## Brief 1
Translate into French the sentence "Until now, 12 BSKs in Arabidopsis and five BSKs in rice have been identified (Tang et al., 2008; Wang et al., 2017)." from the passage on brassinosteroid-signaling kinases.
## Brief 2
In the passage on brassinosteroid-signaling kinases, rewrite the stretch from "In this study, we" through "in salt tolerance.", substituting "salinity tolerance" for each occurrence of "salt tolerance".
## Brief 3
Condense the paragraph beginning "Increasing evidences suggest" in the passage on brassinosteroid-signaling kinases, retaining its main facts.

Brassinosteroid (BR)-signaling kinase (BSK) is a kind of plant-specific protein kinase, which contains a kinase domain in N-terminus and a tetratricopeptide repeat (TPR) domain in C-terminus (Shiu et al., 2004; Kim and Wang, 2010). It belongs to the receptor-like cytoplasmic kinases (RLCKs) subfamily XII (Li et al., 2019). Until now, 12 BSKs in Arabidopsis and five BSKs in rice have been identified (Tang et al., 2008; Wang et al., 2017). Many studies have identified the different functions in Arabidopsis and rice. For example, AtBSK1, AtBSK2, AtBSK3, and AtBSK5 have been recognized as BR-responsive proteins in BR signaling pathway in Arabidopsis (Tang et al., 2008). AtBSK1 and Oryza sativa BSK3 (OsBSK3) can directly interact with and be phosphorylated by Arabidopsis BR insensitive 1 (AtBRI1) and rice BRI1 (OsBRI1), then the activated BSKs positively regulate BR signaling (Tang et al., 2008; Zhang et al., 2016). Sreeramulu et al. (2013) reveals that AtBSK3, AtBSK4, AtBSK6, AtBSK7, and AtBSK8 play a partial overlapping role in plant growth. However, only AtBSK3 has been found to be a scaffold protein to function in BR-mediated root growth, shoot growth, and organ separation (Ren et al., 2019a). Moreover, AtBSK1, AtBSK5, or AtBSK8 associates with the immune receptors to play crucial roles in activating the pathogen-associated molecular pattern (PAMP)-triggered immunity (Qi et al., 2011; Shi et al., 2013; Yan et al., 2018; Majhi et al., 2019). In rice, OsBSK1-2, an ortholog of AtBSK1, positively regulates flg22- and chitin-triggered defense responses (Wang et al., 2017).
Increasing evidences suggest that BSKs are also involved in responses of plants to abiotic stresses. For example, salinity, alkali (NaHCO3), drought, cold, phytohormones BR, and abscisic acid (ABA) can obviously upregulate the transcript levels of BSKs gene in many species including Arabidopsis, barley (Hordeum spontaneum L.), Populus tomentosa Carr., hemp (Cannabis sativa L.), potato (Solanum tuberosum L.), and kentucky bluegrass (Poa pratensis L.) (Li et al., 2012; Chen et al., 2019a,b; Yang et al., 2019; Jiang et al., 2021; Kang et al., 2021). In Arabidopsis, loss-of-function mutant bsk5 exhibits sensitivity to salinity and ABA, and further analysis shows that AtBSK5 is required for the tolerance of plants to salt stress and ABA-mediated drought stress (Li et al., 2012). Recently, there are nine BSKs have been identified in maize (Li et al., 2019). Only Zea mays BSK1 (ZmBSK1), an ortholog of AtBSK1, has been characterized to enhance drought tolerance (Liu et al., 2021). However, little is known about the biological function of BSKs in maize, especially under salt stress conditions.
In this study, we report that the gene expression of ZmBSK1 can be induced by NaCl and overexpression of ZmBSK1 enhances salt tolerance in maize. Further, we unravel the mechanism of ZmBSK1 in salt tolerance.

## Information given
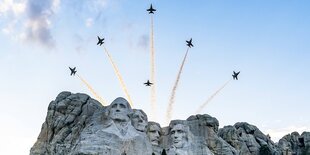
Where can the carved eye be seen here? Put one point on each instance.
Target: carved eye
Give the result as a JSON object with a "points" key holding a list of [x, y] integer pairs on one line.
{"points": [[122, 106]]}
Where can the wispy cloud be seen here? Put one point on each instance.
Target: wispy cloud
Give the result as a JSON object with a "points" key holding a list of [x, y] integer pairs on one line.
{"points": [[32, 20], [38, 27]]}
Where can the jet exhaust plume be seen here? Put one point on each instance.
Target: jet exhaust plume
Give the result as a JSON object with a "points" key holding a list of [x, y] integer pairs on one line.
{"points": [[211, 97], [171, 101], [119, 76], [153, 88], [101, 100]]}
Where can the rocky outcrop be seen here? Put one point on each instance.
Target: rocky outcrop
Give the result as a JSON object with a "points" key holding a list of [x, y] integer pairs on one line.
{"points": [[247, 139], [66, 117], [295, 144], [78, 125]]}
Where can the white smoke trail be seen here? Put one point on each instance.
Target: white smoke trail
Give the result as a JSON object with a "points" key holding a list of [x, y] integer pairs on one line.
{"points": [[101, 100], [211, 97], [171, 101], [119, 77], [153, 88]]}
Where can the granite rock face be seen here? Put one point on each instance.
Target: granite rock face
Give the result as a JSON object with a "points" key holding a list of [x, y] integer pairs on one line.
{"points": [[295, 144], [79, 125]]}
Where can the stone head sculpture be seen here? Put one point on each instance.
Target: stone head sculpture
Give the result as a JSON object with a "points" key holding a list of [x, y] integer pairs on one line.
{"points": [[180, 135], [154, 132], [139, 120], [119, 110]]}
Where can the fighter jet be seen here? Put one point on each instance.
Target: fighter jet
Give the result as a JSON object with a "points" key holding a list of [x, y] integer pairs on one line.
{"points": [[189, 43], [100, 41], [148, 83], [151, 10], [235, 75], [73, 71]]}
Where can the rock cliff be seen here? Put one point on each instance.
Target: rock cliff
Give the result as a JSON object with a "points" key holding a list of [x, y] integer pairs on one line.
{"points": [[79, 125]]}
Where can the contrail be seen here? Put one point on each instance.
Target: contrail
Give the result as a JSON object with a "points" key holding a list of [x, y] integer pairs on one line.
{"points": [[119, 77], [101, 100], [211, 97], [171, 101], [153, 88]]}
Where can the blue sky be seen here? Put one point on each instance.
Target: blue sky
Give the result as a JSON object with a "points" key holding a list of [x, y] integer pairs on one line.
{"points": [[268, 41]]}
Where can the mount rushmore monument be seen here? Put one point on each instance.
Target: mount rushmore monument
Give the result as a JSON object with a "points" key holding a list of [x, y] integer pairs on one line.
{"points": [[76, 124]]}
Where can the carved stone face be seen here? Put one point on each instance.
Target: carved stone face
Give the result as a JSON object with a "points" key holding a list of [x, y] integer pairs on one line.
{"points": [[178, 135], [119, 110], [139, 120], [154, 134]]}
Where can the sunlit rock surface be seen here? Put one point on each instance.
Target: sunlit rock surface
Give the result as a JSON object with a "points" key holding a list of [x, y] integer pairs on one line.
{"points": [[79, 125]]}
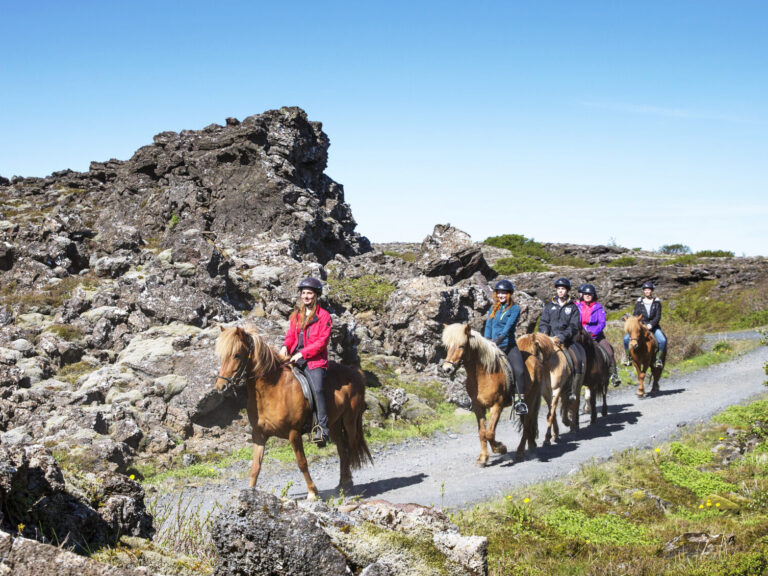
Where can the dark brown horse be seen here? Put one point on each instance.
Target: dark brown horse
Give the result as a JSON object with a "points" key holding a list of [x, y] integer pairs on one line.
{"points": [[596, 375], [642, 350], [277, 407], [487, 374]]}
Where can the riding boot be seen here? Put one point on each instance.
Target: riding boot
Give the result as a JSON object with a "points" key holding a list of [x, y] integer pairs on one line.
{"points": [[615, 375], [577, 379], [320, 432]]}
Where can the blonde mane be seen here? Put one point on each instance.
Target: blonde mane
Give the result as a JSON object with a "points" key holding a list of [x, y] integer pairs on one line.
{"points": [[234, 341], [490, 356]]}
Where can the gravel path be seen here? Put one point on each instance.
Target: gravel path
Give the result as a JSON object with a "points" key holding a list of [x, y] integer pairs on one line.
{"points": [[441, 470]]}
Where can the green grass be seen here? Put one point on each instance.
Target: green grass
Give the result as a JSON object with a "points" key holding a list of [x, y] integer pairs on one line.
{"points": [[615, 517]]}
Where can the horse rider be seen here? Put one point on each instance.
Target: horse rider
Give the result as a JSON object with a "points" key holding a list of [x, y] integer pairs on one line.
{"points": [[500, 327], [593, 321], [560, 319], [649, 307], [307, 342]]}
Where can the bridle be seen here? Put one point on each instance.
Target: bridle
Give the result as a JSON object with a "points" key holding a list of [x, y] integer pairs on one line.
{"points": [[456, 365], [242, 368]]}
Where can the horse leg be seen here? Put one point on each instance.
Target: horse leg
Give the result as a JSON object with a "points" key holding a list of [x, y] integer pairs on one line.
{"points": [[258, 454], [294, 437], [490, 434], [482, 460], [342, 447]]}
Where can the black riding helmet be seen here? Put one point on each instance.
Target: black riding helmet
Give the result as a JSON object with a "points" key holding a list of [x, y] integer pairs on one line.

## Worked solution 1
Jusqu'à présent, 12 BSK chez Arabidopsis et cinq BSK chez le riz ont été identifiées (Tang et al., 2008 ; Wang et al., 2017).

## Worked solution 2
In this study, we report that the gene expression of ZmBSK1 can be induced by NaCl and overexpression of ZmBSK1 enhances salinity tolerance in maize. Further, we unravel the mechanism of ZmBSK1 in salinity tolerance.

## Worked solution 3
BSKs also participate in plant responses to abiotic stress. Salinity, alkali (NaHCO3), drought, cold, BR, and ABA upregulate BSK transcript levels in Arabidopsis, barley, Populus tomentosa Carr., hemp, potato, and kentucky bluegrass. In Arabidopsis, the bsk5 loss-of-function mutant is sensitive to salinity and ABA, and AtBSK5 is required for tolerance to salt stress and ABA-mediated drought stress. Nine BSKs have been identified in maize. Of these, only ZmBSK1 has been characterized, and it enhances drought tolerance. The biological function of maize BSKs remains largely unknown, particularly under salt stress.